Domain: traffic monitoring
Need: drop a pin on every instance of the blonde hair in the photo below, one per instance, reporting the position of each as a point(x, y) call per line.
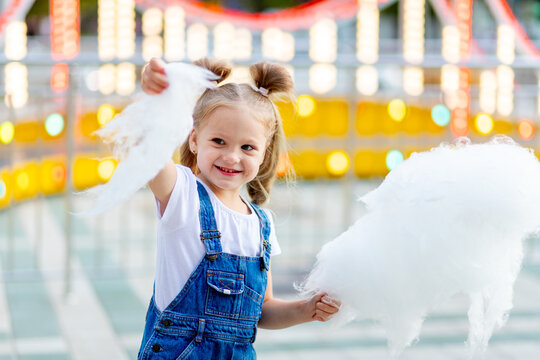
point(274, 79)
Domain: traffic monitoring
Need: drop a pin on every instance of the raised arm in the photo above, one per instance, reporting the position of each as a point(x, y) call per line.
point(153, 77)
point(153, 82)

_Exercise task:_ Swap "pin" for "marker" everywhere it appears in the entries, and write them out again with everything else unchanged. Leave the pictures out.

_Output below:_
Domain: traffic monitoring
Need: drop a marker on every instance of the blonde hair in the photo below, one per instance, reporting the position of each as a point(x, y) call per line.
point(274, 79)
Domain: traffic monitoring
Need: drop a marker on every instance of the raised arm in the photo above, one per instance, reporting the position of each as a point(x, y) call per line.
point(153, 77)
point(153, 82)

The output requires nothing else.